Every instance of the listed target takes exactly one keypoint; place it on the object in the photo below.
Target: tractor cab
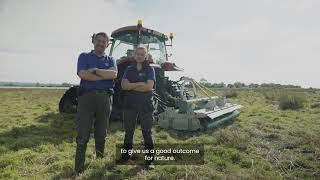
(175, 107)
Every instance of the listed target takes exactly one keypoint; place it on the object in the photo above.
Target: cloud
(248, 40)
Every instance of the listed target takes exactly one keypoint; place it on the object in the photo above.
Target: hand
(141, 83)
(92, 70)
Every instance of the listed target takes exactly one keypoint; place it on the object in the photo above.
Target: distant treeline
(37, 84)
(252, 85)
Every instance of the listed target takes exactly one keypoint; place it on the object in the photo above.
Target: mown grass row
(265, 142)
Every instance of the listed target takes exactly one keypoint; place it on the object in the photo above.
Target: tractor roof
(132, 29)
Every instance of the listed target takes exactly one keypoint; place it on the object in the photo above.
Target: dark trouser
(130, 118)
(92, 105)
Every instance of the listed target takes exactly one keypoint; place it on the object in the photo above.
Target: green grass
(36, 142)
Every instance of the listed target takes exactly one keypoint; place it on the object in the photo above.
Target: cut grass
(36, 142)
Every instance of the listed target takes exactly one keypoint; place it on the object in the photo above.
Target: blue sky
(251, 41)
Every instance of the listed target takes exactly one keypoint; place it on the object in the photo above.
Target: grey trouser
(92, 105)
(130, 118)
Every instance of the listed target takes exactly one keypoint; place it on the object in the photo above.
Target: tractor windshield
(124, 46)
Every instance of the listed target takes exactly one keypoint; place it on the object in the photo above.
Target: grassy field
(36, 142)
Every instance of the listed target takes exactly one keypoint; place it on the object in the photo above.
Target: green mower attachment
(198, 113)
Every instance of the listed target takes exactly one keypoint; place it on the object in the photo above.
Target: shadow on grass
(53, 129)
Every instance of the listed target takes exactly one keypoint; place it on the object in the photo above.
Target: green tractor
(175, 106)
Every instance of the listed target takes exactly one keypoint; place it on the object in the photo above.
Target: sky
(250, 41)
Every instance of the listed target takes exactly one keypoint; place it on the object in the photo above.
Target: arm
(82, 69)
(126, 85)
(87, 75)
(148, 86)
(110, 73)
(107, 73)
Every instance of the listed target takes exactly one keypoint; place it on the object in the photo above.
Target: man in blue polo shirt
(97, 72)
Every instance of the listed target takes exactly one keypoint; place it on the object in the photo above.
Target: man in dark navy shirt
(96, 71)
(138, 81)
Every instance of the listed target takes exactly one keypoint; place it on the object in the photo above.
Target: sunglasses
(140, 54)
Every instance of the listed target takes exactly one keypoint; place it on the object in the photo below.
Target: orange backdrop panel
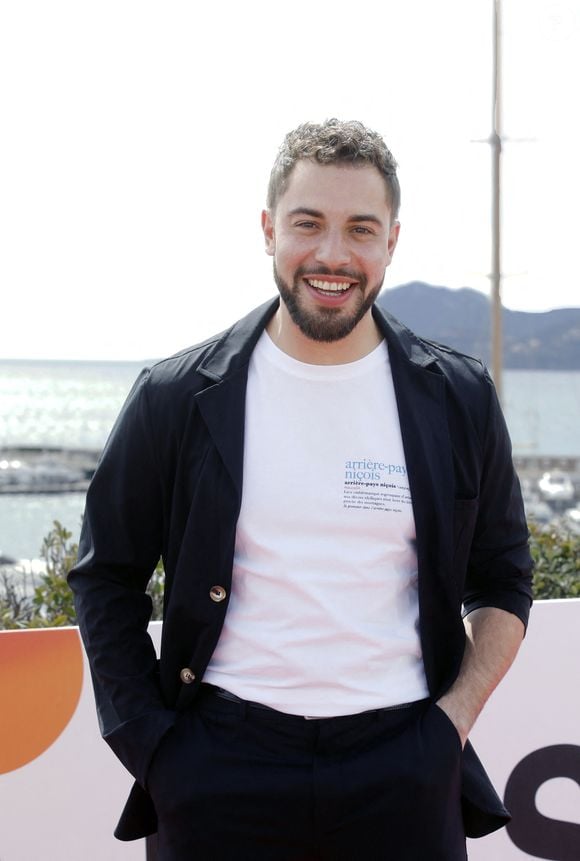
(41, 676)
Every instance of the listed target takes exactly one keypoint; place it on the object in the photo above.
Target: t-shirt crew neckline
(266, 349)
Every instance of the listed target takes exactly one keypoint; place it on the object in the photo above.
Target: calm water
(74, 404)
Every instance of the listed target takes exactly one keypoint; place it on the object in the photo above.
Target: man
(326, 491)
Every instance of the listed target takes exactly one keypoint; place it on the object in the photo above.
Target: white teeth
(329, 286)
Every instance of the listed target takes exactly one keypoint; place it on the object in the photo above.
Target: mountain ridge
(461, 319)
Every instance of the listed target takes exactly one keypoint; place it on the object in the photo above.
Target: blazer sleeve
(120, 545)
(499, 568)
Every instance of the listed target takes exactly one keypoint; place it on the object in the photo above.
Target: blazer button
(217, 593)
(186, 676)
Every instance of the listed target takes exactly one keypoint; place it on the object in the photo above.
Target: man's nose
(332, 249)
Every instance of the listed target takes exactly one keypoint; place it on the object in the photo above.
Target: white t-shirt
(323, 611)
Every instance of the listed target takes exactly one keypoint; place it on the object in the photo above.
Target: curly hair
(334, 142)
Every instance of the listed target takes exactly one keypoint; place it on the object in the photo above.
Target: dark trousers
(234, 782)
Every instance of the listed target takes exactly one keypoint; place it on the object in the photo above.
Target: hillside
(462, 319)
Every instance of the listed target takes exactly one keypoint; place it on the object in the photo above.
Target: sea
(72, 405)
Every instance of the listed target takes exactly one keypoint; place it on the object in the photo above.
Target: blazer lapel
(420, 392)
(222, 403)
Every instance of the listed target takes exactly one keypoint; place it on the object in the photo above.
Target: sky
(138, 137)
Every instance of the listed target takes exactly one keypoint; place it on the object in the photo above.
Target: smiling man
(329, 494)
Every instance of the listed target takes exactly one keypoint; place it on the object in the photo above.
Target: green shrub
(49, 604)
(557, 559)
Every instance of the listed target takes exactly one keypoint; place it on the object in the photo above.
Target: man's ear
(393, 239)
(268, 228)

WHAT THE TASK REQUIRES
Without including any pictures, print each record exactly.

TASK RESPONSE
Every instance of the listed target takes exactly one keypoint; place it on the object in the photo below.
Target: tractor cab
(175, 107)
Every instance of the listed target takes exactly one keypoint; place it on the object in the photo above.
Target: cloud
(248, 40)
Every instance of the listed target takes exactly one keypoint; place it on the object in the photo above.
Target: hand
(141, 83)
(92, 70)
Every instance of the listed target takes exactly one keypoint; place it on the object in the photo above.
Target: distant treeline
(37, 84)
(252, 85)
Every instance of the listed target takes exactly one keypoint; place it on the object in the photo above.
Target: mown grass row
(265, 142)
Every instance of the listed target takes exactly one keypoint; place it on the object in the photo above.
Target: tractor roof
(132, 29)
Every instance of the listed target takes exactly one keypoint; place it on the object in the photo above.
Target: dark trouser
(130, 118)
(92, 105)
Every instance of the listed target takes exactly one keypoint; place it on the object in the photo above.
Target: green grass
(36, 142)
Every instance of the listed target takes exactly one keypoint; place it on the object in the photo above.
Target: cut grass
(36, 142)
Every instance of the listed target takes exactly one keypoint; place it on the object in the photo above.
Target: blue sky
(251, 41)
Every instance of the listed target takes exactly one keypoint; place it on the object in the photo above.
Target: grey trouser
(92, 105)
(130, 118)
Every instance of the listed target takes exactly one keypoint; place it on the object in the photo above.
Target: tractor windshield
(124, 46)
Every instance of the listed target takes exactly one keypoint; place it on the object in the photo above.
Target: grassy field
(36, 142)
Every instance of the listed target takes exactly one keypoint; place it on the object in the photo above.
Target: green mower attachment
(198, 113)
Every instance of the listed target takes exactly one keypoint; place it on the object in the photo above.
Target: shadow on grass
(53, 129)
Every instance of the listed target takes exactly one keypoint; place it on the object in the photo above.
Target: green tractor
(175, 106)
Every instance of the listed target takes exactly one keypoint; place it on the object in the photo above.
Target: sky
(250, 41)
Every instance of the listed target takes exactly one keypoint; place it on the object in the photo above.
Target: arm
(82, 69)
(126, 85)
(87, 75)
(148, 86)
(110, 73)
(107, 73)
Every instance of the listed target takes exactly one keypoint; place it on the object in the photo above.
Target: man in blue polo shirt
(97, 72)
Every instance of the listed target takes exactly one keypoint; place it on the object in the photo above.
Target: man in dark navy shirt
(96, 71)
(138, 81)
Every instance of the listed target takes exactly one keypoint; place it on the object in the photo above.
Target: sunglasses
(140, 54)
Every instance of the listed target takes exactly one keypoint; place it on the object in the photo below.
Target: orange backdrop panel
(41, 676)
Every instance of the listed target takes exactly one keypoint; place it on the object in the photo above.
Target: t-shirt crew neckline
(266, 349)
Every instance of the listed target takes exactly one keypoint; place it on the object in the photo above.
Target: calm water
(74, 404)
Every instance of the listed target takes exactly one keypoint; place it on the object in the photo above.
Target: man
(326, 491)
Every instance of the listed target takes exactly one keypoint; place it on the object in the photo above.
Target: white teeth
(329, 286)
Every instance of the listed target takes exactly one keypoint; place it on the object in the photo above.
Target: mountain ridge
(461, 319)
Every instance of the listed target takes exactly one keypoint; place it on the object in the photo above.
Target: blazer sleeve
(120, 545)
(499, 568)
Every instance of the listed target takes exactly one keypoint; place it on the object in the photo above.
Target: blazer button
(217, 593)
(186, 676)
Every instance of the listed target takes exactly one keypoint; place it on the object in the photo above.
Target: man's nose
(332, 249)
Every instance of the listed target takes exactly one keypoint; place it on the object in the photo above.
Target: white t-shirt
(323, 611)
Every instance of the listed target takes exactly one keypoint; place it on the object in the photo above.
Target: curly hair
(334, 142)
Every instance of the listed target takes exactly one keypoint; place it on the object in the photo above.
Target: dark trousers
(234, 782)
Every instance of the listed target takes exactly one keypoint; place it on the object in the photo above.
Target: hillside
(462, 319)
Every instance of the listed target takes exactly one keypoint; place it on the object in the photo above.
Target: sea
(72, 405)
Every instance of the listed target takes exactly one keypoint; place it on the object in the photo above.
Target: blazer lapel
(420, 392)
(222, 403)
Every instance of the listed target takes exactly one keypoint; place it on the object in the photo above.
Target: sky
(138, 137)
Every instance of the listed target takes exactly one keypoint; place it on the object in the photo above.
Target: smiling man
(329, 494)
Every instance of the listed target takes exactly one keypoint; place it on the object in the photo above.
Target: green shrub
(49, 604)
(557, 559)
Every instance of the listed target takes exactly one keypoint; place it on the object in the photo above.
Target: man's ear
(393, 239)
(268, 228)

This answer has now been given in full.